## Problems and tasks:
1. Pick out each line in the entries that contains the string "given".
2. Write what comes next in the travel piece about the Mekong river cruise, starting right after its final sentence.

## Passage:
^^^^
We cast off and set sail upstream, on a journey towards the unknown. Everything about the Mekong seems exotic, so most of the 48 passengers - they include an artist, a policeman and a doctor - spend their first few hours aboard simply watching Vietnam scroll past. The Mekong appears to be a transport super-highway, with a lot of cargo travelling through its lower stretches and into the South China Sea. 

Cruiseco’s chief executive, Steve Lloyd, says this part of the Mekong is where he’s noticed the most change in recent years. Things grow quieter, calmer, the further we push on. There are stops at provincial towns Cai Be and Sa Dec, where we head ashore to dive into local life. At markets we admire the wares of ladies wearing the conical straw hats (non la) that are a quintessential part of the Vietnamese national look. The women sit on low stools selling trays of prawns, fish, octopus and crabs, cooled with blocks of ice. One bowl holds live eels; others showcase three varieties of snail. Home cooks squat to inspect mini-mountains of fruit and vegies, with everything from limes and pineapples to potatoes and tomatoes. They browse buckets of lotus blooms, bunches of bananas and bags of Java apples.

Tourists flock to Sa Dec to see the former home of Huynh Thuy Le, the older man immortalised in Marguerite Duras’s 1984 erotic novel The Lover. The French author’s real-life youthful liaison with the wealthy Chinese heir inspired her prize-winning bestseller. The house’s 1917 facade (which was tacked on to the original 19th-century timber structure) is as ornate as anything you’d see on a Parisian avenue: it’s all elegant archways and balustrades, carved scrolls and leaves. The blooms of black mould mottling the white paint, and courtyard lotus pots framing the scene give away its humid waterside location.

Inside the high-ceilinged three-room house, we’re served tea by a woman wearing a fairy-floss-pink ao dai (long tunic split to the waist) and pants as we sit before a gilded altar to a deity that’s worshipped for power and prosperity. In 1992, The Lover was turned into an R-rated film. Copies of the DVD are given to us during the cruise, to watch in the privacy of our cabins. For the rest of the voyage, the movie and the lead actor’s attributes are a hot topic of conversation over dinners of eastern and western fare, such as crisp river prawns with sticky rice or roast lamb with ratatouille.

Cambodian Crossing

Before leaving Vietnam, we pile into bicycle rickshaws and are pedalled around Tan Chau. We head to factories that make fabric and straw mats, but it’s more fun being part of Vietnam’s road traffic, where cyclists balancing their wares in makeshift baskets mingle with motorbikes carrying families of four or a load of pigs.

Back on the river, we visit a family living in a floating tin shack that doubles as a fish farm. We gather around an opening cut into the floor to see the tilapia writhing in their pen; I marvel that the kids don’t venture near the platform’s unfenced edges.
^^^^
## Data lines:
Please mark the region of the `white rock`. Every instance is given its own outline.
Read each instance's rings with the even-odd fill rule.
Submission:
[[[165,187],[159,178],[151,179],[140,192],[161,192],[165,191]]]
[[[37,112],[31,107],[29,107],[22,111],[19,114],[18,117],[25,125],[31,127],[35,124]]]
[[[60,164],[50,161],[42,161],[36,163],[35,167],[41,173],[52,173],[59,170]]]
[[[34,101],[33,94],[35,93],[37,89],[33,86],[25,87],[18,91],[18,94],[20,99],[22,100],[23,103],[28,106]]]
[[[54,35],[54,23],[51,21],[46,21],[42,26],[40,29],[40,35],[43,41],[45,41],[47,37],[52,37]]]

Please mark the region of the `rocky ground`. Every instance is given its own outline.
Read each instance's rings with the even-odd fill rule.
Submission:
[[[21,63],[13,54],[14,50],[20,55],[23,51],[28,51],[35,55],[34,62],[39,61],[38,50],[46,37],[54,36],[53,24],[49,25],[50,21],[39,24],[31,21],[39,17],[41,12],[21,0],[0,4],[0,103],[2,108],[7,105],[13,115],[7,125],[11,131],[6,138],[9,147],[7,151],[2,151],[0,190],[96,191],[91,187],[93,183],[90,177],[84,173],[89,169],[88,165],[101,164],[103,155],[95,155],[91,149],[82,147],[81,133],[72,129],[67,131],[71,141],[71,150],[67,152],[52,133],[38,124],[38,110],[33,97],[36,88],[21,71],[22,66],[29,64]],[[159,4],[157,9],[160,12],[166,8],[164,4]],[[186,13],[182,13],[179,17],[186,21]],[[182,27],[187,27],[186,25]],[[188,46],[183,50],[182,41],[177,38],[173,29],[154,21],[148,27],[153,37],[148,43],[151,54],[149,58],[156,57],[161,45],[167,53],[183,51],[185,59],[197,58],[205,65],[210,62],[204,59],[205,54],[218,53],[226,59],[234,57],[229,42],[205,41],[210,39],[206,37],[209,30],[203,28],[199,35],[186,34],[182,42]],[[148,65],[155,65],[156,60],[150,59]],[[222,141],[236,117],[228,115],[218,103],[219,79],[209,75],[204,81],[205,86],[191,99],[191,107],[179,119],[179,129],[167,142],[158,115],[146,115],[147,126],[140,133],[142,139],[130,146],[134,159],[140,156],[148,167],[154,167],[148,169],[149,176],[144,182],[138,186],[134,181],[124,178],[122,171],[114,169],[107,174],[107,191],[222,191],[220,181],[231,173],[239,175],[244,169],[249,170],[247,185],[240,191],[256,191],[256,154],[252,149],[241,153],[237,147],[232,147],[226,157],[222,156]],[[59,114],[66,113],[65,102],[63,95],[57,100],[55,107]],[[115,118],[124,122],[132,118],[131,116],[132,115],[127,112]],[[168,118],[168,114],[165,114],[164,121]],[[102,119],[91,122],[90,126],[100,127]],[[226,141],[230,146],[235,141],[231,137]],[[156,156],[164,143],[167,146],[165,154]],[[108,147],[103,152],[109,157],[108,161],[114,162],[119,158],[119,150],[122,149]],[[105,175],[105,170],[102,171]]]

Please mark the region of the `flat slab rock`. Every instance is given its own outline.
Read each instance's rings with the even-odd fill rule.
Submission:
^^^^
## Written answers:
1.
Please mark the region of the `white rock`. Every instance is given its own outline.
Please mark the region of the `rocky ground`. Every instance is given its own outline.
Please mark the region of the `flat slab rock`. Every instance is given its own outline.

2.
To cruise the Mekong is to swing between life’s extremes. From this we cross the border to Cambodia and dock at Phnom Penh. Before we know it, we’re click-clacking over the silver floor tiles of the Silver Pagoda in the Royal Palace complex. The pagoda houses a gold Buddha encrusted with 2086 diamonds. We lunch underneath the canopy of a sprawling tree in the courtyard of Raffles Hotel Le Royal, a landmark that over the years has hosted famous faces such as Somerset Maugham and Jackie Kennedy.

From Phnom Penh, we leave the Mekong to veer up the Tonle Sap River towards Siem Reap. Along the way, we visit a village where the salesmanship of textiles is so intense that it’s a relief to return to the ship. Lloyd says that in some places, villagers have started selling factory-made scarves instead of handmade ones. (His message to those who want to experience the Mekong is to see it now before it changes too much.)

The journey is also filled with simple moments that stay with you. I receive a lesson in Cambodian from the village kids running alongside my oxcart as it bumps along a track above flooded rice paddy fields. Later, as we reboard the Adventurer to be greeted with cold towels and iced tea, the same children gather into a riverbank choir to sing a chorus of If You’re Happy and You Know It.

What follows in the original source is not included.